• **Stated goal**:
Pull out every line below that contains the string "green" and copy each one in full, matching uppercase and lowercase exactly.

• **Exercise material**:
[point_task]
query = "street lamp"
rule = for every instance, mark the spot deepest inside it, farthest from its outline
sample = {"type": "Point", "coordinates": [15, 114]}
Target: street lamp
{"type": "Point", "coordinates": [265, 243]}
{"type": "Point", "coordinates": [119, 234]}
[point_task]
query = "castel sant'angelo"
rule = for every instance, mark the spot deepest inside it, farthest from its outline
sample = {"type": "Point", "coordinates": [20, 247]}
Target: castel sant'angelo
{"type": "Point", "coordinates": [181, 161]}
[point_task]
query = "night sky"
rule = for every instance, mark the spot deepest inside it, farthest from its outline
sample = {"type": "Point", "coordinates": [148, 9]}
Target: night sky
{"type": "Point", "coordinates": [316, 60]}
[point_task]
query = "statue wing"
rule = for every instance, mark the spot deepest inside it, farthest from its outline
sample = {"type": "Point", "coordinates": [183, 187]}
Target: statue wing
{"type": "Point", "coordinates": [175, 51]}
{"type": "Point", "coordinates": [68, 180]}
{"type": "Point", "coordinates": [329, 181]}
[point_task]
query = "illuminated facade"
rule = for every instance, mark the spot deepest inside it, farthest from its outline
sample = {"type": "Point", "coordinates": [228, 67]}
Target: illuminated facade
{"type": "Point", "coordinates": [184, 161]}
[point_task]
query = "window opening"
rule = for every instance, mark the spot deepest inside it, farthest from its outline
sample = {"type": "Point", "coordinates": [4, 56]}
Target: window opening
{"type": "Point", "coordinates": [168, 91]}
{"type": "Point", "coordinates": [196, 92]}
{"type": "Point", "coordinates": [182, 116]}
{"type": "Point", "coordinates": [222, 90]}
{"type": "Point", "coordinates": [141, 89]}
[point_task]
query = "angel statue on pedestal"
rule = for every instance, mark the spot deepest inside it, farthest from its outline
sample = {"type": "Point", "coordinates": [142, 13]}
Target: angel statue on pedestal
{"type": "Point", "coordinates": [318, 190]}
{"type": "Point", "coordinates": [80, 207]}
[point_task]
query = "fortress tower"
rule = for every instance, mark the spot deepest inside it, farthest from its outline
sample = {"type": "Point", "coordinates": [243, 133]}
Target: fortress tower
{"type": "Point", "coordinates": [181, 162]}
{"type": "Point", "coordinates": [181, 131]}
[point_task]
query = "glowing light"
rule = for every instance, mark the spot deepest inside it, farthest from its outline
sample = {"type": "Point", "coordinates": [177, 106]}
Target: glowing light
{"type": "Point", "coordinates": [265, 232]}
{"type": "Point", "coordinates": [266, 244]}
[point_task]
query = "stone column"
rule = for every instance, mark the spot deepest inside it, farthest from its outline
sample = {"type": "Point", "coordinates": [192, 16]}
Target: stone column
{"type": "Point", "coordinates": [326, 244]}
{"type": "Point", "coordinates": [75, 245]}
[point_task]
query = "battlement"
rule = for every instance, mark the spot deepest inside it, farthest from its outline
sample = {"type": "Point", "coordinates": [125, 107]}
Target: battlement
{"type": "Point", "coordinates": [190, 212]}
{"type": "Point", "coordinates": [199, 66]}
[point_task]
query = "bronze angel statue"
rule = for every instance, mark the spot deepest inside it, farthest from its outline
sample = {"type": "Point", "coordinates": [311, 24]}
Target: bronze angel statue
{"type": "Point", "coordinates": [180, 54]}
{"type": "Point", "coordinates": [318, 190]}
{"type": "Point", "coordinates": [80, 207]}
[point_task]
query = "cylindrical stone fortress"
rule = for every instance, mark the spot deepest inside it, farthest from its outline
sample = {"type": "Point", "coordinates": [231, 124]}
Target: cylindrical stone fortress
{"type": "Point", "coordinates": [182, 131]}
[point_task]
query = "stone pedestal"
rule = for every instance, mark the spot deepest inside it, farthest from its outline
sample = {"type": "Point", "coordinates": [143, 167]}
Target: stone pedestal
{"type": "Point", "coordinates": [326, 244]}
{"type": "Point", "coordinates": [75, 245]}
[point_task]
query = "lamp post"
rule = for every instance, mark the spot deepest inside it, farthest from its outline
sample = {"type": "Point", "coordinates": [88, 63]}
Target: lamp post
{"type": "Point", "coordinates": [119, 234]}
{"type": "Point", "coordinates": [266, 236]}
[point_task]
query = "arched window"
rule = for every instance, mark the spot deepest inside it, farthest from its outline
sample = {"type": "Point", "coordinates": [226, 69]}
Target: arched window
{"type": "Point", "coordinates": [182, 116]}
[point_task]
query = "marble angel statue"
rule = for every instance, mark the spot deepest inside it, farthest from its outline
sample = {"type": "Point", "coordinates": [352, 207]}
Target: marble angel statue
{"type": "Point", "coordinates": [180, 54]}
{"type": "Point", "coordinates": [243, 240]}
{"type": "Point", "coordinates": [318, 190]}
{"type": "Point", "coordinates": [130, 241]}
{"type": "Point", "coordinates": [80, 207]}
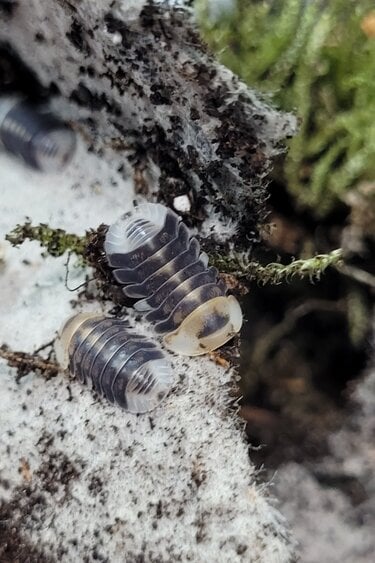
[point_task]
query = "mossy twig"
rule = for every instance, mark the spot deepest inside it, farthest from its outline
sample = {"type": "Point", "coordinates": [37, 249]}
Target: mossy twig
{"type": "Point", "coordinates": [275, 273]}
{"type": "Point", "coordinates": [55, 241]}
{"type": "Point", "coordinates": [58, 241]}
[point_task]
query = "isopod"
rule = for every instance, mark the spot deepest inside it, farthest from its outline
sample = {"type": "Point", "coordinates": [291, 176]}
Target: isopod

* * *

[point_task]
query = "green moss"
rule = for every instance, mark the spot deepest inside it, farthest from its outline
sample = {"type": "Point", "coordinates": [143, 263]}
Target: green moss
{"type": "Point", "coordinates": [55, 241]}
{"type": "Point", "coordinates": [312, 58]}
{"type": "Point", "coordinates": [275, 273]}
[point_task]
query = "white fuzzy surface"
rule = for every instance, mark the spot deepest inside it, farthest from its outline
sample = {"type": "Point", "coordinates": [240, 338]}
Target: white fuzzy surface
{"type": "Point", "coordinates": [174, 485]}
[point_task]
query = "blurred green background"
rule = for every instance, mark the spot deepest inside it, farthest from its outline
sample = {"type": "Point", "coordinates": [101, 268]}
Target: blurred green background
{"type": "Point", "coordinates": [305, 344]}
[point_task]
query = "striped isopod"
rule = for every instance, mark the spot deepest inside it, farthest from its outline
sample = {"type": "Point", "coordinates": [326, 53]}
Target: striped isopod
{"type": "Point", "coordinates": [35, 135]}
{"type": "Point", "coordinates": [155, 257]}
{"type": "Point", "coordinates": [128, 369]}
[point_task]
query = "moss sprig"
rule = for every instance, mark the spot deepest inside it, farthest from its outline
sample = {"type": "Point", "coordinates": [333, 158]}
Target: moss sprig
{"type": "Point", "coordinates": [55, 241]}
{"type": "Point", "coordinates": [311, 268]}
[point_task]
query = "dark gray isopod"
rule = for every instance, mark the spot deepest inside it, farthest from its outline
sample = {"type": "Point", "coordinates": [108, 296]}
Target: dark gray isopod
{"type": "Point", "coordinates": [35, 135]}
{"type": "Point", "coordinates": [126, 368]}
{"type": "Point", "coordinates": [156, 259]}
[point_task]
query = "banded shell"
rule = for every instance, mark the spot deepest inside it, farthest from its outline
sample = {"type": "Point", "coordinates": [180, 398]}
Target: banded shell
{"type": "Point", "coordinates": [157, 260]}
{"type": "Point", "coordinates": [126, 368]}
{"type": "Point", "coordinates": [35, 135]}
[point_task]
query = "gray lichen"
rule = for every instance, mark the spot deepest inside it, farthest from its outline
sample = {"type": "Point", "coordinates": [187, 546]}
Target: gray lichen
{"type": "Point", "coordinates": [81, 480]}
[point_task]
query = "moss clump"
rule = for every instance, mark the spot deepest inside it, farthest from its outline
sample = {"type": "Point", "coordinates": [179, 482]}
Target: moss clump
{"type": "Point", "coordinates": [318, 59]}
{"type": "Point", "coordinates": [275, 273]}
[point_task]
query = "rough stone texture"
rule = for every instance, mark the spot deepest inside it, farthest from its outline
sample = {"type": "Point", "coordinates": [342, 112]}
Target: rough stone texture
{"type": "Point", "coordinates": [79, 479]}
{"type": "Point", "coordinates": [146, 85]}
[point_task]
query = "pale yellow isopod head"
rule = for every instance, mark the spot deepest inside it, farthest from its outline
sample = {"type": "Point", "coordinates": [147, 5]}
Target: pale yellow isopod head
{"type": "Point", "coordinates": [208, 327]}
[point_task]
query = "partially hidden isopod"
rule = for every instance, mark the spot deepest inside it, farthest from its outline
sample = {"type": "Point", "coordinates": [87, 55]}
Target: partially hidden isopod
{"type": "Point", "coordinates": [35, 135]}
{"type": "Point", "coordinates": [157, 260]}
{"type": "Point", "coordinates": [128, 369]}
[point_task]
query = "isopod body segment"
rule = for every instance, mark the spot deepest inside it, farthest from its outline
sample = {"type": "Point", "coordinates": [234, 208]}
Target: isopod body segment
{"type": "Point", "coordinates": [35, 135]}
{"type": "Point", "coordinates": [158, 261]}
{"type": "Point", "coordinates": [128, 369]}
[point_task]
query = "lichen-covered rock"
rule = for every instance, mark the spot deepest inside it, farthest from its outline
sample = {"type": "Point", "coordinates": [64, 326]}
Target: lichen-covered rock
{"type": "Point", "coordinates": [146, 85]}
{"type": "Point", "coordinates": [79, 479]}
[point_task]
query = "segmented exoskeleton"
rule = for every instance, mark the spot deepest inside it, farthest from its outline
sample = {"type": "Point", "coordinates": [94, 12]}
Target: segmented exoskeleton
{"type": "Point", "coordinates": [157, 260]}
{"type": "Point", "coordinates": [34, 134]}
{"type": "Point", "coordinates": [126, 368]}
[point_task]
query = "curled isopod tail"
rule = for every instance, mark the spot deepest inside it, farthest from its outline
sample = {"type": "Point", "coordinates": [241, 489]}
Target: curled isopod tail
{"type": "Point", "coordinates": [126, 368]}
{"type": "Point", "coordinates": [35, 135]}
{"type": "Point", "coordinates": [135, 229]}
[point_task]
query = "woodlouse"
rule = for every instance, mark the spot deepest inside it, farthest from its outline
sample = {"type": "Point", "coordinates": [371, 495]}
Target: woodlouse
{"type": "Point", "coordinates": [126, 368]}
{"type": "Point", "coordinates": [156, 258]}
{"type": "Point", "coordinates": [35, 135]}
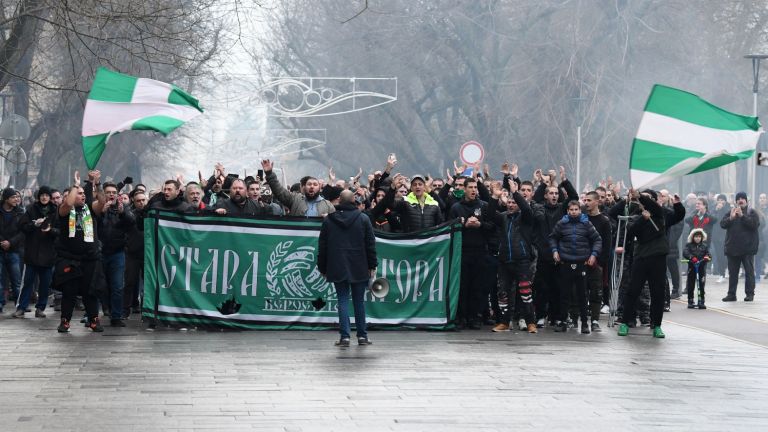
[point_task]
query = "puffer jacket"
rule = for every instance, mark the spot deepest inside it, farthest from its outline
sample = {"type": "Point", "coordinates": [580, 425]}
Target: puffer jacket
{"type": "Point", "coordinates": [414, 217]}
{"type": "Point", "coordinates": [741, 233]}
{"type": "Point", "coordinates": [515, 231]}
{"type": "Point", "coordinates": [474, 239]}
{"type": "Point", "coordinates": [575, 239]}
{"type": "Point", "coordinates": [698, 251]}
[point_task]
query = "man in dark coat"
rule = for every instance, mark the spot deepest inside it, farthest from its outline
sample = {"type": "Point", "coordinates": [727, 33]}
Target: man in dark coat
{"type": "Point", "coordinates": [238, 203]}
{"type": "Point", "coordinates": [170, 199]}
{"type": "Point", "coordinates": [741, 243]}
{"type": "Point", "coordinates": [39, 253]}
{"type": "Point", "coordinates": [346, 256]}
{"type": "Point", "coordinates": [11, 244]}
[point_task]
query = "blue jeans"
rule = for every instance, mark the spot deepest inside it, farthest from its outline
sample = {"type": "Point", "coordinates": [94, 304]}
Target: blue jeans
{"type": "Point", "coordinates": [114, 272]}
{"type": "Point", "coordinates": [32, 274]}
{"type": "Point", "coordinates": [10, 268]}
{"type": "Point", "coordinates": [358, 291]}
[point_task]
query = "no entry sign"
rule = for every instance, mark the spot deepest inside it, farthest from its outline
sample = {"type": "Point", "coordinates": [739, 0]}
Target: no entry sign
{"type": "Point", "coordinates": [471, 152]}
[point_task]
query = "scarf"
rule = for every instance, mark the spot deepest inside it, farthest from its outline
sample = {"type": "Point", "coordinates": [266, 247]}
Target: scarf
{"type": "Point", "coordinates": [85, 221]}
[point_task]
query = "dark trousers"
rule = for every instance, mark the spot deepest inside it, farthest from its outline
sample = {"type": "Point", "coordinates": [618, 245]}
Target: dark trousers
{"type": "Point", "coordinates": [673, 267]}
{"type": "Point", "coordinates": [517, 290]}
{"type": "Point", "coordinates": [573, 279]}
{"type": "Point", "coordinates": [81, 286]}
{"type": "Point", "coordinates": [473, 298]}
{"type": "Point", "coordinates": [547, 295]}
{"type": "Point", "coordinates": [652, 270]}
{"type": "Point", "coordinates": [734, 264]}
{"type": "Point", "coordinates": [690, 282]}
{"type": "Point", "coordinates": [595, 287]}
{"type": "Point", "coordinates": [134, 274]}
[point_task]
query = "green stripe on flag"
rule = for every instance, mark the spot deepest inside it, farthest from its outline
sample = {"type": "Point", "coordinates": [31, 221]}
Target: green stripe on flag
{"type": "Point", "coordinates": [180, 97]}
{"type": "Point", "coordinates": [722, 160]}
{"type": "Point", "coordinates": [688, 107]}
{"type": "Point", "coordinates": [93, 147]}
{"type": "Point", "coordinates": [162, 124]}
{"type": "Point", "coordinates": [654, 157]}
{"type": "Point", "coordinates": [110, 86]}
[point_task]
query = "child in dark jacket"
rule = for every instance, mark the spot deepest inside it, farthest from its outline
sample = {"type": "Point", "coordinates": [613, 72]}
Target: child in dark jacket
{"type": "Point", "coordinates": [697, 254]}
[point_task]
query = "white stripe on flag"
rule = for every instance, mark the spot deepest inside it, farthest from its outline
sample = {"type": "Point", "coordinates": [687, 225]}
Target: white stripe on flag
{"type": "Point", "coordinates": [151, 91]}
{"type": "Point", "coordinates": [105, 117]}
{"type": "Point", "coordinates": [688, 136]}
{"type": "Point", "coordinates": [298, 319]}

• **Finished task**:
query = "green moss"
Target: green moss
query = "blurred green background"
Target: blurred green background
query = "green stripe on flag"
Target: green stripe on flag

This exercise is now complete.